__ASSIGNMENT__
Copy the lines word for word. Begin at the line that contains "shorts. Write the coordinates, one line per instance." and end with the final line of the data.

[Referring expression data]

━━━━━━

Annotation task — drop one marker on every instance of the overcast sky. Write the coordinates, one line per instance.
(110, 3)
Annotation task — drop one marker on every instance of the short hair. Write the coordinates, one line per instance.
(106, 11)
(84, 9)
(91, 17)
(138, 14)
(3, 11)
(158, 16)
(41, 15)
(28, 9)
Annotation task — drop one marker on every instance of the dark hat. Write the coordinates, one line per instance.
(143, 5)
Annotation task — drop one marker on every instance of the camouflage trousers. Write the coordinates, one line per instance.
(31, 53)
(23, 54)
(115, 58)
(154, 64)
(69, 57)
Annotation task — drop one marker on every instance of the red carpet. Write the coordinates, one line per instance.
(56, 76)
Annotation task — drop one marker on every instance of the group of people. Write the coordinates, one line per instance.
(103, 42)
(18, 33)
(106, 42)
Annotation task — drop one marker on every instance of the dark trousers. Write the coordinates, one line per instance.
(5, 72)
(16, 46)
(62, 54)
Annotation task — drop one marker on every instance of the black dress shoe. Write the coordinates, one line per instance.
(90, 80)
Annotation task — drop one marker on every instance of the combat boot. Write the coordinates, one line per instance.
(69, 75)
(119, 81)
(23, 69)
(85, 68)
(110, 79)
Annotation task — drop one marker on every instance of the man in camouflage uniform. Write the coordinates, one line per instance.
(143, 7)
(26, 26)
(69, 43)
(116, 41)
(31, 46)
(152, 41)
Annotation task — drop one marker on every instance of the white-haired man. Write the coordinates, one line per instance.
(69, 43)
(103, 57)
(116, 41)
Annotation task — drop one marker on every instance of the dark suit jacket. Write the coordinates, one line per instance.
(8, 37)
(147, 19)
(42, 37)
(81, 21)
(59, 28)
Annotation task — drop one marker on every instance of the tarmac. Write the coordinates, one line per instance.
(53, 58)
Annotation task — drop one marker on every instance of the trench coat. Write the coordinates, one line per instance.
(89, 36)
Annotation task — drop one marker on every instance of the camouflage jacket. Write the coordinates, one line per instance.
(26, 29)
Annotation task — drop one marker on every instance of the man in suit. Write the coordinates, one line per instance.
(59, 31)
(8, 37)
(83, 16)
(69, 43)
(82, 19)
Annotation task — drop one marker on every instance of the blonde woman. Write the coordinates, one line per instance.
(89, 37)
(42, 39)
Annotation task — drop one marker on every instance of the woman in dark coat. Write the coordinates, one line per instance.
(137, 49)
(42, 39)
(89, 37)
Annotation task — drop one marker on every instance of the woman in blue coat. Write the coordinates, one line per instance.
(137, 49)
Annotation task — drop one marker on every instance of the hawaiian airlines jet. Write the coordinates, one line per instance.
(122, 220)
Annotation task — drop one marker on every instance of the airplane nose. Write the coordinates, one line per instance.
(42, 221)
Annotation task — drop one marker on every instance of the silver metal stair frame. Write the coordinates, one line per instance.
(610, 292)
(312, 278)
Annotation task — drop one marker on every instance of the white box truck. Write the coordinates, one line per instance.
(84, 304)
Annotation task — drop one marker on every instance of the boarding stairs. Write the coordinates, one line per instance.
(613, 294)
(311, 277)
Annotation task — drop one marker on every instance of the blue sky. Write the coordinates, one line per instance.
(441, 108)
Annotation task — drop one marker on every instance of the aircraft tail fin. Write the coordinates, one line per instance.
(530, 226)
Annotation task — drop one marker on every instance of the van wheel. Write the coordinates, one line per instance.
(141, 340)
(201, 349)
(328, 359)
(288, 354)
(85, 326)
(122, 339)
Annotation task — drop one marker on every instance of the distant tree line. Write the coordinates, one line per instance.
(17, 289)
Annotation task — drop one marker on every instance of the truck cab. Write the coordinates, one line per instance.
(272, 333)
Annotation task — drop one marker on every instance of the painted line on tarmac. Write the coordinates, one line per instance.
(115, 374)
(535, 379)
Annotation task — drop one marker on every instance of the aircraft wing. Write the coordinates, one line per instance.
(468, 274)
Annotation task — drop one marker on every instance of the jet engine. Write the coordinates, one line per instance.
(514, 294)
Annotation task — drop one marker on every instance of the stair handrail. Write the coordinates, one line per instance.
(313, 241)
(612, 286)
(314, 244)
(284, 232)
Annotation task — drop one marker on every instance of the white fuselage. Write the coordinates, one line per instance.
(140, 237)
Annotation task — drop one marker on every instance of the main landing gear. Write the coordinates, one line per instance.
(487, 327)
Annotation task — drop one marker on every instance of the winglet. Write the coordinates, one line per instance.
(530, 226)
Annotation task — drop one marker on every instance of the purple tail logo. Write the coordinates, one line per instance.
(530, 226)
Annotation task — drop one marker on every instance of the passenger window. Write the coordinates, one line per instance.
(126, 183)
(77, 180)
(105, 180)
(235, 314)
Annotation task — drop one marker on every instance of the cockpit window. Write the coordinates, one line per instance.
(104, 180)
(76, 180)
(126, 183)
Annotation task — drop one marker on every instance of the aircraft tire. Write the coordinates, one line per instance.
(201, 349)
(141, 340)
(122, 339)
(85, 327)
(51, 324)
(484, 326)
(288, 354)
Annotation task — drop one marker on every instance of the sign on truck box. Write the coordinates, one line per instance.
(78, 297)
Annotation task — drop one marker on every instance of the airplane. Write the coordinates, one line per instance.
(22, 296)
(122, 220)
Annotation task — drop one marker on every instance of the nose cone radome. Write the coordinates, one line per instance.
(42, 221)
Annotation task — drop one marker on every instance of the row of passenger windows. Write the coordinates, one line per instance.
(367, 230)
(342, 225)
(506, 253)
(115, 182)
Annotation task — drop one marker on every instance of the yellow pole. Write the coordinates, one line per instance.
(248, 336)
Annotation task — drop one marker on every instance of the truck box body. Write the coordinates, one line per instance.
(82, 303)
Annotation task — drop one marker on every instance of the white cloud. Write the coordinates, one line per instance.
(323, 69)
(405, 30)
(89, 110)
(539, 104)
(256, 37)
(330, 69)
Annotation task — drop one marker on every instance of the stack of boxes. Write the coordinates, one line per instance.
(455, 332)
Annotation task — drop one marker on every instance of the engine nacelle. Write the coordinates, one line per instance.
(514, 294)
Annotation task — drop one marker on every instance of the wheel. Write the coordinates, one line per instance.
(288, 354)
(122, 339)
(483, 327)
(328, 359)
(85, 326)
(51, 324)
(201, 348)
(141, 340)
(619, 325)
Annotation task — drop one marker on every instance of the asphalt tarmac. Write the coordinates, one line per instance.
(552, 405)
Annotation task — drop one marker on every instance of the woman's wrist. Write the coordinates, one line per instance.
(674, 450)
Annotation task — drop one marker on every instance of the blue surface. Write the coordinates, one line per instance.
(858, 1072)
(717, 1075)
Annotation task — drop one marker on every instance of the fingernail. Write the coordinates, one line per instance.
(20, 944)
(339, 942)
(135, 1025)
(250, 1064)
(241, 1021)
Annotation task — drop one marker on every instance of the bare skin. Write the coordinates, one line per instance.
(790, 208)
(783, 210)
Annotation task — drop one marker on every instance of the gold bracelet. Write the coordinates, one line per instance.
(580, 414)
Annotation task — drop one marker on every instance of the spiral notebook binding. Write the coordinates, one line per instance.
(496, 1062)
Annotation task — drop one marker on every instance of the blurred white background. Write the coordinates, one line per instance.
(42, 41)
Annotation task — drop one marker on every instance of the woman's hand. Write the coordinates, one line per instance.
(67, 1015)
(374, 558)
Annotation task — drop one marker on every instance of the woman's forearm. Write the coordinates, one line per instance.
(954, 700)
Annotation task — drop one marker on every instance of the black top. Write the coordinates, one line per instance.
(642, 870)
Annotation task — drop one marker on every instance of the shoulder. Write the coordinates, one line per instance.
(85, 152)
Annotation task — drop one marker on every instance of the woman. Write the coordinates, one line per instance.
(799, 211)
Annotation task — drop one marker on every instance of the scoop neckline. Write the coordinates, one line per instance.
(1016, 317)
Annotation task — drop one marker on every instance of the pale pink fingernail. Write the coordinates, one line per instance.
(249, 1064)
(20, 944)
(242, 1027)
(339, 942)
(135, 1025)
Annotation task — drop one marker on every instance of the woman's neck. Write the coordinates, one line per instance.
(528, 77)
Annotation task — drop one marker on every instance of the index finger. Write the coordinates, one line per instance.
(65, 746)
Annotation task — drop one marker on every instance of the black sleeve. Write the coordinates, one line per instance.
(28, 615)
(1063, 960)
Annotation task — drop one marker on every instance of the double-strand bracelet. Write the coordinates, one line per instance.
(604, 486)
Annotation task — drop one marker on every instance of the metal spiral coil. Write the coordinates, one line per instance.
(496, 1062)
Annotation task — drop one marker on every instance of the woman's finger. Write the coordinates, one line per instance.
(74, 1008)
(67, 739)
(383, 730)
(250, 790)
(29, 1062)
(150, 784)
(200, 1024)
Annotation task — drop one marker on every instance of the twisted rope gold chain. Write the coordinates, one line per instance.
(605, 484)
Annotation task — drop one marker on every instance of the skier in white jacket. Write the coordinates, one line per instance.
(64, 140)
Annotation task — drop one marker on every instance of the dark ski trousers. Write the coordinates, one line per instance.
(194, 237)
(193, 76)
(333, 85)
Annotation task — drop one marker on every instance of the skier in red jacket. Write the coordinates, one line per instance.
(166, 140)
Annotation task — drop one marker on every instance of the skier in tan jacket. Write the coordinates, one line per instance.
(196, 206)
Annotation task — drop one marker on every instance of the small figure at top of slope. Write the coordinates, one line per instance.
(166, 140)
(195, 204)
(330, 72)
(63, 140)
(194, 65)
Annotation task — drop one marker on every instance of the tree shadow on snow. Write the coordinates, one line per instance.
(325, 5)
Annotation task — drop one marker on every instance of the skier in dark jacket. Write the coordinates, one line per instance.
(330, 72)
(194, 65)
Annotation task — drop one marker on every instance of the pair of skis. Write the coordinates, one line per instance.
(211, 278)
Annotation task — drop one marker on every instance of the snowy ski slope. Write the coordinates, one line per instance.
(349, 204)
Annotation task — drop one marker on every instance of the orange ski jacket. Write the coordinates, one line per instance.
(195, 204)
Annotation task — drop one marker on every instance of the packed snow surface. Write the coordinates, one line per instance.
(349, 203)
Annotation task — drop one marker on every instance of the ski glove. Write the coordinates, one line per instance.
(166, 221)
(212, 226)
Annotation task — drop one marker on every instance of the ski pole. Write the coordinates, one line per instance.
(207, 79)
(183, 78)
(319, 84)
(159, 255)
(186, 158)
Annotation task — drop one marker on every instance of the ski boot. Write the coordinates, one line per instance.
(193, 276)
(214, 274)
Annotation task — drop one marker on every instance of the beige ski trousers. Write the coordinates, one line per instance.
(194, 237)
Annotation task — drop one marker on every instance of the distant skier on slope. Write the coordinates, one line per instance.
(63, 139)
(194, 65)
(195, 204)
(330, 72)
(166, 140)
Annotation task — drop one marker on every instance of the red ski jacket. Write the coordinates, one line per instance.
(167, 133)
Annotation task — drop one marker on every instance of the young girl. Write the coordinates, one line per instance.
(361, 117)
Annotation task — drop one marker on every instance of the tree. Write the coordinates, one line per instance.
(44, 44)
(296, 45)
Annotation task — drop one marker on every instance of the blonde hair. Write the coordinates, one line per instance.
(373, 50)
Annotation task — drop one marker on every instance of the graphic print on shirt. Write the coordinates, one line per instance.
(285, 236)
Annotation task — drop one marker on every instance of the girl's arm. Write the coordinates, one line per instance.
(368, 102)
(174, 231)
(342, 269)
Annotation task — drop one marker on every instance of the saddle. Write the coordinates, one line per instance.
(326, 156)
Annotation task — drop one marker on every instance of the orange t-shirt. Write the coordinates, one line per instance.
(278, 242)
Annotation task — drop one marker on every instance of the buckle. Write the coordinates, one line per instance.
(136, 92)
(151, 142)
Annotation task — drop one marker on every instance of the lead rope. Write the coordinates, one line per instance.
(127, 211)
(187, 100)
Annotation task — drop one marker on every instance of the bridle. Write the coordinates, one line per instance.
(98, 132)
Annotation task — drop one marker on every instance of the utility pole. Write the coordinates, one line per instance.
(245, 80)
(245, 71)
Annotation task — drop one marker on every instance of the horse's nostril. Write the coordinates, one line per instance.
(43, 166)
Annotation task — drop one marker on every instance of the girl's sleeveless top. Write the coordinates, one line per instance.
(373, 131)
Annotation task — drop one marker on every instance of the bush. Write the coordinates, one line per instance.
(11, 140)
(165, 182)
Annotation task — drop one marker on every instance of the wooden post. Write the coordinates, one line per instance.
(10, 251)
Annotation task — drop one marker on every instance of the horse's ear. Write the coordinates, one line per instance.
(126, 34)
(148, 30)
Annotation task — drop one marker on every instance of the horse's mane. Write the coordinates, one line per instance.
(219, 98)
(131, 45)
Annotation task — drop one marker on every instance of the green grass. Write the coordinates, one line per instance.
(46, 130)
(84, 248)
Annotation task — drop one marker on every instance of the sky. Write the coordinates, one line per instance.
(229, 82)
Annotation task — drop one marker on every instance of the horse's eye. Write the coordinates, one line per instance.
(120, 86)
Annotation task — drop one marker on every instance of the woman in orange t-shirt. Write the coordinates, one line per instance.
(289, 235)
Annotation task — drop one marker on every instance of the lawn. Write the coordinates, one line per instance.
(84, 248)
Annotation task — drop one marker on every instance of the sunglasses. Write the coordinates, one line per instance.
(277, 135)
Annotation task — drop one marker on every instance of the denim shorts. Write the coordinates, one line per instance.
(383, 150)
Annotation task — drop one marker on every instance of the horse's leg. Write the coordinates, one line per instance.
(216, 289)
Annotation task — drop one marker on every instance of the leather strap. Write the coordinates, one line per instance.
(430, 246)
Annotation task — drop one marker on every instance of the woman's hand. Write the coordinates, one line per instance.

━━━━━━

__TASK OUTPUT__
Annotation task — drop one marker on every instance of the denim shorts. Write the coordinates, one line per instance.
(383, 150)
Annotation task — drop one marker on every instance of the horse's leg. Write the coordinates, one line per instance.
(216, 289)
Annotation task — drop one marker on every instance of the leather strap. Write the coordinates, one line per instance.
(430, 246)
Annotation task — drop one marker on every instance of the woman's hand. Write the coordinates, one line per instance.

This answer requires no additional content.